──────── Document passage ────────

Judge: Stephen P. Pfahler, Case: 22STCV34683, Date: 2024-12-17 Tentative Ruling



Case Number: 22STCV34683    Hearing Date: December 17, 2024    Dept: 68

Dept. 68

Date: 12-17-24 c/f 9-10-24

Case: 22STCV34683

Trial Date: N/A

 

ATTORNEY FEES

 

MOVING PARTY: Plaintiff, Kye Lee

RESPONDING PARTY: Defendant, Hyundai Motors America, Inc.

 

RELIEF REQUESTED

Motion for Attorney Fees

 

SUMMARY OF ACTION

On April 16, 2024, Plaintiff filed a notice of settlement of the entire case, with the determination of attorney fees reserved for a hearing.

 

RULING: Granted.

Plaintiff Kye Lee moves for $41,242.97 in attorney fees and costs, listed as: $29,650 in fees, $1,180.47 in costs a 1.25 multiplier, and $3,000 for the instant motion. Defendant Hyundai Motors America, Inc. (Hyundai) in opposition challenges the motion on grounds of excessive attorney fees and lack of any justification for a multiplier. Plaintiffs in reply acknowledges the lack of any opposition to the entitlement of fees, and reiterates the reasonableness of all entries as well as entitlement to a multiplier enhancement.

 

The accepted 998 offer and settlement agreement specifically delegated determination of statutorily recoverable fees and costs to the court, thereby entitling Plaintiffs to bring the subject motion. [Declaration of Alex Cha, Ex. D.] (Engle v. Copenbarger & Copenbarger, LLP (2007) 157 Cal.App.4th 165, 168–169.) Plaintiffs are also presumed prevailing parties for purposes of statutory recovery. (Code Civ. Proc., §§ 1032, subd. (a)(4); 1033.5, subd. (a)(10)(B); Civ. Code, § 1794, subd. (d).)

 

As a prevailing party, Plaintiffs are entitled to recover post-offer costs as well. The court finds the provisions of Code of Civil Procedure section 998 not applicable, as the action settled rather than going to trial and leading to judgment. (Code Civ. Proc., § 998, subd. (e).) Nothing in the opposition to the motion otherwise establishes any right to a fee cut-off subsequent to the time of the offer, due to Defendant obtaining a better result via judgment. (Scott Co. of California v. Blount, Inc. (1999) 20 Cal.4th 1103, 1114; Duale v. Mercedes-Benz USA, LLC (2007) 148 Cal.App.4th 718, 726; see Dominguez v. American Suzuki Motor Corp. (2008) 160 Cal.App.4th 53, 60; Ellis Law Group, LLP v. Nevada City Sugar Loaf Properties, LLC (2014) 230 Cal.App.4th 244, 248.)

──────── Provided information ────────

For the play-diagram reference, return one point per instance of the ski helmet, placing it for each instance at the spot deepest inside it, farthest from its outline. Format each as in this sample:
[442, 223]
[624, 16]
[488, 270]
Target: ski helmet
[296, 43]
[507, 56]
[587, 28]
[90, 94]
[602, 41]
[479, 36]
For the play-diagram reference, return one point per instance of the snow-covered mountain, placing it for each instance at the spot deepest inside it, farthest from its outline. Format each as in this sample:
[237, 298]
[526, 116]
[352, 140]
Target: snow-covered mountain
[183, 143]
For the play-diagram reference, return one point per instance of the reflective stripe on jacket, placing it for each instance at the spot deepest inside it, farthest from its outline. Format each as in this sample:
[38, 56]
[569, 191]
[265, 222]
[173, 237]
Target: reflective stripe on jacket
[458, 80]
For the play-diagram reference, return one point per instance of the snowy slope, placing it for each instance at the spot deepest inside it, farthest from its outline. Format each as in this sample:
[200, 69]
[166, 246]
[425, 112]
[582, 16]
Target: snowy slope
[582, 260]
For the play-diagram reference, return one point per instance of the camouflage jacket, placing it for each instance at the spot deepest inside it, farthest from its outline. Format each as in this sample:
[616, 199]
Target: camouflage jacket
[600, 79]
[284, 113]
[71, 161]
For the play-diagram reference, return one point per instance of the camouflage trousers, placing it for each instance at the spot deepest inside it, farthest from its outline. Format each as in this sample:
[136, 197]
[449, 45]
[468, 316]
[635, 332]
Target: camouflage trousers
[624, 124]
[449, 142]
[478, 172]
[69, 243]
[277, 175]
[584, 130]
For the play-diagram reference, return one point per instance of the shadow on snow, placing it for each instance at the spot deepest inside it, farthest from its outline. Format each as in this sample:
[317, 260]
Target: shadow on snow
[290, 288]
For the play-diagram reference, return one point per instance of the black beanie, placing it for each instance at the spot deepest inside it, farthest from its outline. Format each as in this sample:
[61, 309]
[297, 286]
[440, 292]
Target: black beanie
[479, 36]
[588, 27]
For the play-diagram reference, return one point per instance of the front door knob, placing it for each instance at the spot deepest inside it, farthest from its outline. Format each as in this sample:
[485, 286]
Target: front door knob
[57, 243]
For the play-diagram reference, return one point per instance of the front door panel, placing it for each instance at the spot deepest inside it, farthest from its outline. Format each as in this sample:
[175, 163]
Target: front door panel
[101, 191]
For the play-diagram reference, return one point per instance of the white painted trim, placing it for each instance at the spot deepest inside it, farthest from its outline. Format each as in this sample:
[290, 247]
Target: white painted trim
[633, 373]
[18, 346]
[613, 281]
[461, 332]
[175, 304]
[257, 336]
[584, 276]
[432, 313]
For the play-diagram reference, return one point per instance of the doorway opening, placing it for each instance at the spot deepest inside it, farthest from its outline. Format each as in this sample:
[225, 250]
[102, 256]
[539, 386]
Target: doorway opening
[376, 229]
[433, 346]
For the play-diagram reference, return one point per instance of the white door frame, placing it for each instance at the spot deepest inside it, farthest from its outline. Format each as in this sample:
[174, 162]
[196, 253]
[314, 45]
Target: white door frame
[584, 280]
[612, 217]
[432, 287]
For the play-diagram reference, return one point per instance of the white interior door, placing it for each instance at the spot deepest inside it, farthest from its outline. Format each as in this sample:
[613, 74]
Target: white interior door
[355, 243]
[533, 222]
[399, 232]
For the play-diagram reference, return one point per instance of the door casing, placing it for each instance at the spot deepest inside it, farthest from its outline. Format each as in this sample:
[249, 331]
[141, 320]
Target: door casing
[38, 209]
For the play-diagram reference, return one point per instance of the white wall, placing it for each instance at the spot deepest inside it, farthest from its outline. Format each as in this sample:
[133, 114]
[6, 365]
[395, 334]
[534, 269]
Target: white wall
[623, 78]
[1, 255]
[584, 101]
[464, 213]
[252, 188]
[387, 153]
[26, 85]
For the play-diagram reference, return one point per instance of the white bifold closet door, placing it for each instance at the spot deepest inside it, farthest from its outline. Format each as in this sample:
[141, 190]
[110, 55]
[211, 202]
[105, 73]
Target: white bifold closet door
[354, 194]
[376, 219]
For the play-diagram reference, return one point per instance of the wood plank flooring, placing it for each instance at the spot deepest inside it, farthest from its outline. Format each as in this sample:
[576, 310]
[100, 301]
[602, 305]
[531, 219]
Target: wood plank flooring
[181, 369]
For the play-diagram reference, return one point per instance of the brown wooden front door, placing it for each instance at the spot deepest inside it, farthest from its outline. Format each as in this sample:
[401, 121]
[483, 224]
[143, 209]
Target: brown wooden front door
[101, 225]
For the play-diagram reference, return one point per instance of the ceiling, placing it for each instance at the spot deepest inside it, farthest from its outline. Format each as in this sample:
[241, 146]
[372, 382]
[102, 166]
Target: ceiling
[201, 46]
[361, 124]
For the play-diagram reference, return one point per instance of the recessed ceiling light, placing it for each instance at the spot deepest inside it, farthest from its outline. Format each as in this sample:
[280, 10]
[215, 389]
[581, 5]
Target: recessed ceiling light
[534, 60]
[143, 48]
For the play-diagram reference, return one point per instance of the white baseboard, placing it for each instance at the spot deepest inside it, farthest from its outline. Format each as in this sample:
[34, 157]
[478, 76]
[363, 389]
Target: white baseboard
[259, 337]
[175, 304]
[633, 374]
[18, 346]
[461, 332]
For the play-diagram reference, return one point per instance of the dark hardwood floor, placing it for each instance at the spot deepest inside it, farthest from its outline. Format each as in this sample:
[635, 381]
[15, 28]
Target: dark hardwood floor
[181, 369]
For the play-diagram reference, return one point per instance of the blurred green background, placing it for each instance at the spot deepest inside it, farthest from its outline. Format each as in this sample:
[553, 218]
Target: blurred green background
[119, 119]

────────

Problem: Reproduce the tentative ruling word for word, from "Motion for Attorney" to "a multiplier enhancement.". The rows have nothing to do with the tentative ruling.

Output of the exercise:
Motion for Attorney Fees

 

SUMMARY OF ACTION

On April 16, 2024, Plaintiff filed a notice of settlement of the entire case, with the determination of attorney fees reserved for a hearing.

 

RULING: Granted.

Plaintiff Kye Lee moves for $41,242.97 in attorney fees and costs, listed as: $29,650 in fees, $1,180.47 in costs a 1.25 multiplier, and $3,000 for the instant motion. Defendant Hyundai Motors America, Inc. (Hyundai) in opposition challenges the motion on grounds of excessive attorney fees and lack of any justification for a multiplier. Plaintiffs in reply acknowledges the lack of any opposition to the entitlement of fees, and reiterates the reasonableness of all entries as well as entitlement to a multiplier enhancement.